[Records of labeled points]

* * *

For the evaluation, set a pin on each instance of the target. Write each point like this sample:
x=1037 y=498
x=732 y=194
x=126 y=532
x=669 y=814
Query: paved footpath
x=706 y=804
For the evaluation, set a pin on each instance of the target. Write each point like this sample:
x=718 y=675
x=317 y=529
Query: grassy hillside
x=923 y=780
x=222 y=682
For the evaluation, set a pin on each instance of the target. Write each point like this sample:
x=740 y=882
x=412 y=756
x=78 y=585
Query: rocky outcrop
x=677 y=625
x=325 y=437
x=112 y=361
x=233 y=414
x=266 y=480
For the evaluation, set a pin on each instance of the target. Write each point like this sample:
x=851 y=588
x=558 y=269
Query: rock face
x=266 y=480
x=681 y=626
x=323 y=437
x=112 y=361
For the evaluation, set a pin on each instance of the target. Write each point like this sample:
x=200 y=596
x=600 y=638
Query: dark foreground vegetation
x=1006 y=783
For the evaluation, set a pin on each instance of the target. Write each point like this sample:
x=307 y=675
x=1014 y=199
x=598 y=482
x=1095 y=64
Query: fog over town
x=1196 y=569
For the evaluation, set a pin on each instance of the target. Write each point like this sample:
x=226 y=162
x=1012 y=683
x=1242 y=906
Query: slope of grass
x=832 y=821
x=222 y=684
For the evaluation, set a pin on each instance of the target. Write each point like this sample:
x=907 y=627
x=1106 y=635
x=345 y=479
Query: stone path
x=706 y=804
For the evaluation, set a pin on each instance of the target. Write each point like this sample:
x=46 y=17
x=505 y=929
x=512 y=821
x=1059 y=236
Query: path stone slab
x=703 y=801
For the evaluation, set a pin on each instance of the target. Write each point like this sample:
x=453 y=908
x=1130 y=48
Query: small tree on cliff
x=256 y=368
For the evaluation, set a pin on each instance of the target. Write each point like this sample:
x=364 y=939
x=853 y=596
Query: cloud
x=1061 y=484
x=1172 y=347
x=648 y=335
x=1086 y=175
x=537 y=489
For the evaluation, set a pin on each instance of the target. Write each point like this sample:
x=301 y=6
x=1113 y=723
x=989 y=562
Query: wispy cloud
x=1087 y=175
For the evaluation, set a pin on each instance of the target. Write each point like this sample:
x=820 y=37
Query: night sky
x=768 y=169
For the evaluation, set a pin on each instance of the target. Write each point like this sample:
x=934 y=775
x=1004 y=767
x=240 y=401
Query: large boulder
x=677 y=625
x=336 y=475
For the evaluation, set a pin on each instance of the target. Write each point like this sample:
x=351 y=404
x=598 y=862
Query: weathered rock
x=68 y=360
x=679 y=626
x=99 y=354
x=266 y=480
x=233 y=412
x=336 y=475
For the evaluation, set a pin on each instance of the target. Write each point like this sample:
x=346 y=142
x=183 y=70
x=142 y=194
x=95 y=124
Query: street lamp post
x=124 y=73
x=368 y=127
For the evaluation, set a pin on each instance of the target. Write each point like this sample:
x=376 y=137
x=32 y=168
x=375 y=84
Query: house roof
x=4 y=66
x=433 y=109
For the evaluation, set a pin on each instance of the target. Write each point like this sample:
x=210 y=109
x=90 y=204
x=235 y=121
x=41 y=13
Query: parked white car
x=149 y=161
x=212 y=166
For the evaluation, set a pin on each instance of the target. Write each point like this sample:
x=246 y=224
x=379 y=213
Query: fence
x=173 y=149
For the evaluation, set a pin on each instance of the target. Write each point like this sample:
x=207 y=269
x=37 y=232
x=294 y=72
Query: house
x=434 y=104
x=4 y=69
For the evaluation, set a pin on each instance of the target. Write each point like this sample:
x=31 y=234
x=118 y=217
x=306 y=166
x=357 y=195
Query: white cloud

* * *

▸ TASK STATEMENT
Retype every entry word for word.

▸ ANSWER TO THIS TASK
For the evaluation, set a pin on each instance of the target. Write each point like this sample:
x=1037 y=498
x=732 y=194
x=126 y=532
x=669 y=814
Query: paved footpath
x=706 y=804
For the evaluation, set a pin on each instance of the target. Write each point like this sample:
x=718 y=675
x=317 y=529
Query: grassy hillside
x=923 y=780
x=222 y=682
For the evaluation, set a pin on each instance of the target. Write each point like this sample:
x=740 y=882
x=412 y=756
x=78 y=585
Query: rocky outcrop
x=677 y=625
x=325 y=437
x=112 y=361
x=233 y=414
x=266 y=480
For the evaluation, set a pin on each instance of the target. Write each point like this sample:
x=851 y=588
x=558 y=269
Query: rock face
x=266 y=480
x=681 y=626
x=323 y=437
x=112 y=361
For the evaluation, set a pin on each instance of the target. Write each point like this sample:
x=200 y=596
x=600 y=638
Query: dark foreground vegetation
x=1006 y=783
For the evaluation, set a pin on each instance of the target. Write each point like this sample:
x=307 y=675
x=1014 y=199
x=598 y=482
x=1095 y=64
Query: fog over town
x=1196 y=569
For the evaluation, set a pin on each instance of the target. Write each point like this sample:
x=226 y=162
x=1012 y=683
x=1242 y=906
Query: slope of grass
x=832 y=821
x=222 y=684
For the evaluation, set a pin on each instance of the target. Write each point like this sample:
x=907 y=627
x=1106 y=635
x=345 y=479
Query: stone path
x=706 y=804
For the evaluation, set a pin on each instance of the target. Write each point like this sample:
x=46 y=17
x=505 y=929
x=512 y=821
x=1059 y=236
Query: path stone slab
x=703 y=801
For the evaluation, set a pin on each instance of the target. Write each point like this sample:
x=453 y=908
x=1130 y=48
Query: small tree on cliff
x=256 y=368
For the evaluation, set a pin on each instance of the target. Write each point like this sample:
x=364 y=939
x=853 y=596
Query: cloud
x=1061 y=484
x=1172 y=347
x=648 y=335
x=1086 y=175
x=537 y=489
For the evaluation, set a pin on each instance of the target. Write each point like this sample:
x=301 y=6
x=1113 y=723
x=989 y=562
Query: wispy cloud
x=1087 y=175
For the evaluation, set a pin on each instance of the target. Write each point like this sample:
x=820 y=37
Query: night sky
x=768 y=169
For the evaluation, set a pin on each instance of the target. Write each point like this sample:
x=934 y=775
x=1004 y=767
x=240 y=401
Query: large boulder
x=677 y=625
x=336 y=475
For the evaluation, set a pin on each instance of the target. Write each point like this sample:
x=351 y=404
x=598 y=862
Query: weathered rock
x=68 y=360
x=679 y=626
x=99 y=354
x=266 y=480
x=233 y=412
x=336 y=475
For the evaluation, set a pin on each instance of the target. Write each point like this sample:
x=346 y=142
x=183 y=70
x=142 y=194
x=95 y=124
Query: street lamp post
x=124 y=73
x=368 y=127
For the evaluation, set a pin on each instance of the target. Write each point like this sample:
x=376 y=137
x=32 y=168
x=375 y=84
Query: house roof
x=4 y=66
x=433 y=109
For the evaluation, set a pin on each instance of the target. Write each point like this sample:
x=210 y=109
x=90 y=204
x=235 y=121
x=41 y=13
Query: parked white car
x=149 y=161
x=212 y=166
For the evaluation, set a pin on each instance of the target. Write each point like this sample:
x=246 y=224
x=379 y=213
Query: fence
x=173 y=149
For the evaluation, set a pin on each instance of the target. Write each point like this sample:
x=207 y=269
x=37 y=232
x=294 y=72
Query: house
x=434 y=104
x=4 y=69
For the evaluation, set a pin on each instance of the target. Write each point like this sample:
x=31 y=234
x=118 y=217
x=306 y=166
x=357 y=195
Query: white cloud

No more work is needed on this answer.